++++ DATA TO USE ++++

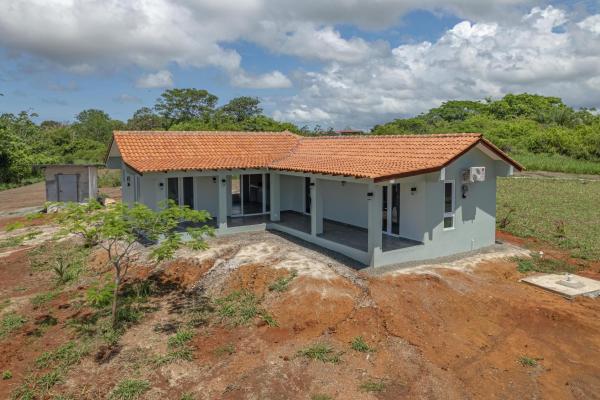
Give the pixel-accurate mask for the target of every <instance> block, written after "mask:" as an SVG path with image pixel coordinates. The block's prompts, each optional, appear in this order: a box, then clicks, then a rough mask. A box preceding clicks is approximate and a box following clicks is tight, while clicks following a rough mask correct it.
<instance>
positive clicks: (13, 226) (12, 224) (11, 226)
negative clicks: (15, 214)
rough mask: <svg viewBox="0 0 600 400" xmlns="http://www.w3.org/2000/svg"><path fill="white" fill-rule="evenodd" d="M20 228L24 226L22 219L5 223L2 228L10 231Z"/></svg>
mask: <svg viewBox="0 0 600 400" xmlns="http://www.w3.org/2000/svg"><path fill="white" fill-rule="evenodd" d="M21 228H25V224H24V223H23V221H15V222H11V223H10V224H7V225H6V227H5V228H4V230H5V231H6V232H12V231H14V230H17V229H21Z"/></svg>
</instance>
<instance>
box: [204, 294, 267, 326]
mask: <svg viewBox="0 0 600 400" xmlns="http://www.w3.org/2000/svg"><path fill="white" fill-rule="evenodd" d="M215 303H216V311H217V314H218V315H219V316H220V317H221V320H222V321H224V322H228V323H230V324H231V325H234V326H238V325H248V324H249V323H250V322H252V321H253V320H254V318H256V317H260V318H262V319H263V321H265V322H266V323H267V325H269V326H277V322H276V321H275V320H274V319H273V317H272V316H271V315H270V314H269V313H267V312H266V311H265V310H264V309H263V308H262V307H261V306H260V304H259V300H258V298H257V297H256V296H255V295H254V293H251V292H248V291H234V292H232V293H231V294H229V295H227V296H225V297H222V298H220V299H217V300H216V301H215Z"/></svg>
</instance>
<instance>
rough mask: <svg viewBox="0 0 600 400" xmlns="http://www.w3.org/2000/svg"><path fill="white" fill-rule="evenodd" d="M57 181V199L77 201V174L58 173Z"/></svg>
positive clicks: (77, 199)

++++
++++ DATA TO USE ++++

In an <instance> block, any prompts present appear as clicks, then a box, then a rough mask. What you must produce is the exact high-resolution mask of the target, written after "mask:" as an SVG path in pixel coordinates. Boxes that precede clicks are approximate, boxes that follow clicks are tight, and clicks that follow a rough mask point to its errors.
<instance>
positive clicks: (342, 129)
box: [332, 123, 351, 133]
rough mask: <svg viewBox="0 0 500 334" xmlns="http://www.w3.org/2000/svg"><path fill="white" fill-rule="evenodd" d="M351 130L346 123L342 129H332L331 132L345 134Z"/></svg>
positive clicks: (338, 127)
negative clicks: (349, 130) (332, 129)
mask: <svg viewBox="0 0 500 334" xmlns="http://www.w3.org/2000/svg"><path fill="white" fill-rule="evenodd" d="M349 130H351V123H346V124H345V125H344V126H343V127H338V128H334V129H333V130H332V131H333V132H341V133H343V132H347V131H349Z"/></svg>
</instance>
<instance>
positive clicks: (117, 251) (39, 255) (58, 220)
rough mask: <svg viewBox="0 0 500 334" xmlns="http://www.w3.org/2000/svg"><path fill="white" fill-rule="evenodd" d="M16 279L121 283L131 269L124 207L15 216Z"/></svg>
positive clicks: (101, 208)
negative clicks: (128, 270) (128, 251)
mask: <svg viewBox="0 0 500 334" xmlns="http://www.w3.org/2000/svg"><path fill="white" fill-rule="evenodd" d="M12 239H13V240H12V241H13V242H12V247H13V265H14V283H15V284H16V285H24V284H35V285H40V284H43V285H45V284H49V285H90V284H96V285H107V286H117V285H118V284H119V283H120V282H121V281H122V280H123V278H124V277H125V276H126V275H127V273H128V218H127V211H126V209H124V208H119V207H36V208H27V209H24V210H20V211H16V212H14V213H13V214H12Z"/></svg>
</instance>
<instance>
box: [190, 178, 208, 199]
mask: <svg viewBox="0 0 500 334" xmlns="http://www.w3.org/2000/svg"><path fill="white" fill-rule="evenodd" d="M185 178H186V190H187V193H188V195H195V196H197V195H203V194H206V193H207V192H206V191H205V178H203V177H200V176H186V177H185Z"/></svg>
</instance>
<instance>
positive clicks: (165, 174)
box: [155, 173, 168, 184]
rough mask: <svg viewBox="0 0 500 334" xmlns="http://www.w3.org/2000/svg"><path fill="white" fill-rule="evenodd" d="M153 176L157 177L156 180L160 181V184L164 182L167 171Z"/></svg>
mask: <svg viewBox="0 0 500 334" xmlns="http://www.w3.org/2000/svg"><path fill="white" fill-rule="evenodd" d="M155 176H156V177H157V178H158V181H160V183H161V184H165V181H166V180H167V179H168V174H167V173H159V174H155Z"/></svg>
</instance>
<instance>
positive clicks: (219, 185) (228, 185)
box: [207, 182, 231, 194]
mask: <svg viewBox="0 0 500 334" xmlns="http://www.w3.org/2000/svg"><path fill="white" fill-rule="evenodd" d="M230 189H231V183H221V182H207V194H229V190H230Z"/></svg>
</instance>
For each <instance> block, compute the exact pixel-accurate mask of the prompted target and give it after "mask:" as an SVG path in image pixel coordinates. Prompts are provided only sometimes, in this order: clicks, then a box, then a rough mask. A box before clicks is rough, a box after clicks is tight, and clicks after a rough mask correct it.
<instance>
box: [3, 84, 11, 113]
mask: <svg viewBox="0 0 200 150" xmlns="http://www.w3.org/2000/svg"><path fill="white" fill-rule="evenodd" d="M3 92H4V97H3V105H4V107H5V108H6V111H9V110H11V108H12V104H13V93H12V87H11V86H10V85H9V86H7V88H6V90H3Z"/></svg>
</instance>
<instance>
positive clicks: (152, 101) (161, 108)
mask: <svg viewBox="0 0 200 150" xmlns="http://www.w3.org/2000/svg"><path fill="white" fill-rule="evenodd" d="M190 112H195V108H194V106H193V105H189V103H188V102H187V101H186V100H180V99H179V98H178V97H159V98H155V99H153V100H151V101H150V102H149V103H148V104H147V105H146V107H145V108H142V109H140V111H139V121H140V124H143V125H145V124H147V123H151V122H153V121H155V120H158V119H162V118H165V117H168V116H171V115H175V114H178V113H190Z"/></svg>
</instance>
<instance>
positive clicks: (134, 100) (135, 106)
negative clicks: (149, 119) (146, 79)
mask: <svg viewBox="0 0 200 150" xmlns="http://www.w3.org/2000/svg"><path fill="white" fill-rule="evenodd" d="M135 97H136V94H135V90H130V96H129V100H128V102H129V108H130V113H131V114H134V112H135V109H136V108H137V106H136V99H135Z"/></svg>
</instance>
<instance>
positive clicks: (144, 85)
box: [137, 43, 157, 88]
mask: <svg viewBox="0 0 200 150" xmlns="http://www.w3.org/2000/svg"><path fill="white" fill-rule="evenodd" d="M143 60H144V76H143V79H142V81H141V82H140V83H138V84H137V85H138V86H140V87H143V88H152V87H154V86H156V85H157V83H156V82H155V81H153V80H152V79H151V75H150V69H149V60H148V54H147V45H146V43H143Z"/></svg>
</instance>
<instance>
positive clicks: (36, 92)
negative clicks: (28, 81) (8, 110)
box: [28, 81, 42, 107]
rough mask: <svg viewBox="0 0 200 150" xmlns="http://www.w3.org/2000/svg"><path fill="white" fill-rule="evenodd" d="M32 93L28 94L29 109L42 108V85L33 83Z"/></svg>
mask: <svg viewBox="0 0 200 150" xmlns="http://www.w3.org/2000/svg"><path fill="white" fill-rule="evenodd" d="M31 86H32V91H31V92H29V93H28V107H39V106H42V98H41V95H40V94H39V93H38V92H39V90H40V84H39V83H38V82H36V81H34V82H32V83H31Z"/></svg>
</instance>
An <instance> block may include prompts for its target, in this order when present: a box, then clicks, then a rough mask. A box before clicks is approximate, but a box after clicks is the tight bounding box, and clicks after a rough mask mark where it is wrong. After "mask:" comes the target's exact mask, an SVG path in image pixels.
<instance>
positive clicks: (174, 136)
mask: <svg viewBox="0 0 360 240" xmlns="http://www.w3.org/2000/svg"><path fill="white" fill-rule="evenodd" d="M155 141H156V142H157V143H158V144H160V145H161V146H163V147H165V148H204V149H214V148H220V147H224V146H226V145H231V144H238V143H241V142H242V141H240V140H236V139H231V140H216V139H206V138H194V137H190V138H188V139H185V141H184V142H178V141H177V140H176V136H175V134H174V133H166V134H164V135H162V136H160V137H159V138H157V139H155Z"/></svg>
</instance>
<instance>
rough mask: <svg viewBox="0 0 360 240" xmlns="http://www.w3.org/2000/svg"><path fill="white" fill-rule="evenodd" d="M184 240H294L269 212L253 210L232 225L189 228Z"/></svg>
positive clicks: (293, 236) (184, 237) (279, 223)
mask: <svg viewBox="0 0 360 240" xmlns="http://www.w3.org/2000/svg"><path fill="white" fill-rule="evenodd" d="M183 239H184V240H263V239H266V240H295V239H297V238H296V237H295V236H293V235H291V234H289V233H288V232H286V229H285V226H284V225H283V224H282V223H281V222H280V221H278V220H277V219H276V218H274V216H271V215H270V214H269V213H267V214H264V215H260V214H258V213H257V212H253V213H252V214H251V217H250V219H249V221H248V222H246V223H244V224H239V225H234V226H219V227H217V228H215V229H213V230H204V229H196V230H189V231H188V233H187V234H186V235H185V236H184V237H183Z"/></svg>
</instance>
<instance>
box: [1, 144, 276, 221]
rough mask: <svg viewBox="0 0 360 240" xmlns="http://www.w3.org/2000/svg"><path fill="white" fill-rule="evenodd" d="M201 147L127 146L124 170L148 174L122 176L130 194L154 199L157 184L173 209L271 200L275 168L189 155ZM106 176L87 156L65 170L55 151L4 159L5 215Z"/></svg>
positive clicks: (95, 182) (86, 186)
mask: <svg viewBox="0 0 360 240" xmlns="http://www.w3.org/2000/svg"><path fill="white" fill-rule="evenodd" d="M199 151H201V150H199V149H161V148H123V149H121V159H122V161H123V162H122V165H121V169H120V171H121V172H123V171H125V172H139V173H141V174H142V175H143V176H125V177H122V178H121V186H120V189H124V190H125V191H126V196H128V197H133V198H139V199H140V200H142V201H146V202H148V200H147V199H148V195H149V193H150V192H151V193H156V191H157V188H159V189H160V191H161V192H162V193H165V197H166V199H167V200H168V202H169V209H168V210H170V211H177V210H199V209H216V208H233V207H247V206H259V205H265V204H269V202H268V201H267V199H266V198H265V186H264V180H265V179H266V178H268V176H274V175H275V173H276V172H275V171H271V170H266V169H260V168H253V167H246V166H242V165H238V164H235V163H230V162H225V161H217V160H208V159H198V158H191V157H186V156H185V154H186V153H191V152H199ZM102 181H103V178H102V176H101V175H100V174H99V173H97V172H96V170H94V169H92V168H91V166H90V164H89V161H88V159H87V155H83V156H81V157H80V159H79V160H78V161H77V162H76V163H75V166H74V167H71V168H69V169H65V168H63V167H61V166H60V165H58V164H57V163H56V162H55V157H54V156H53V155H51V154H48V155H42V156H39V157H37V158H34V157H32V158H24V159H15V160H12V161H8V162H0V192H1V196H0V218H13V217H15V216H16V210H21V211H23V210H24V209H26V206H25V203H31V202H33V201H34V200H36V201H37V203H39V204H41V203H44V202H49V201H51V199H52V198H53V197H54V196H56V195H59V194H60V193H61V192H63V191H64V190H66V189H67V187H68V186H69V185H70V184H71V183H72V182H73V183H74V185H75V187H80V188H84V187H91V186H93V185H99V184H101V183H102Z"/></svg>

++++

> **REQUIREMENT**: The reply should consist solely of the lines above from the one that has "box: [1, 144, 276, 221]" through the one that has "147L127 146L124 170L148", reproduced exactly.

> **TASK RESPONSE**:
box: [1, 144, 276, 221]
rough mask: <svg viewBox="0 0 360 240" xmlns="http://www.w3.org/2000/svg"><path fill="white" fill-rule="evenodd" d="M201 147L127 146L124 170L148 174L122 176L130 194L154 199L157 184L173 209L271 200L275 168L189 155ZM106 176L87 156L65 170L55 151L4 159L5 215Z"/></svg>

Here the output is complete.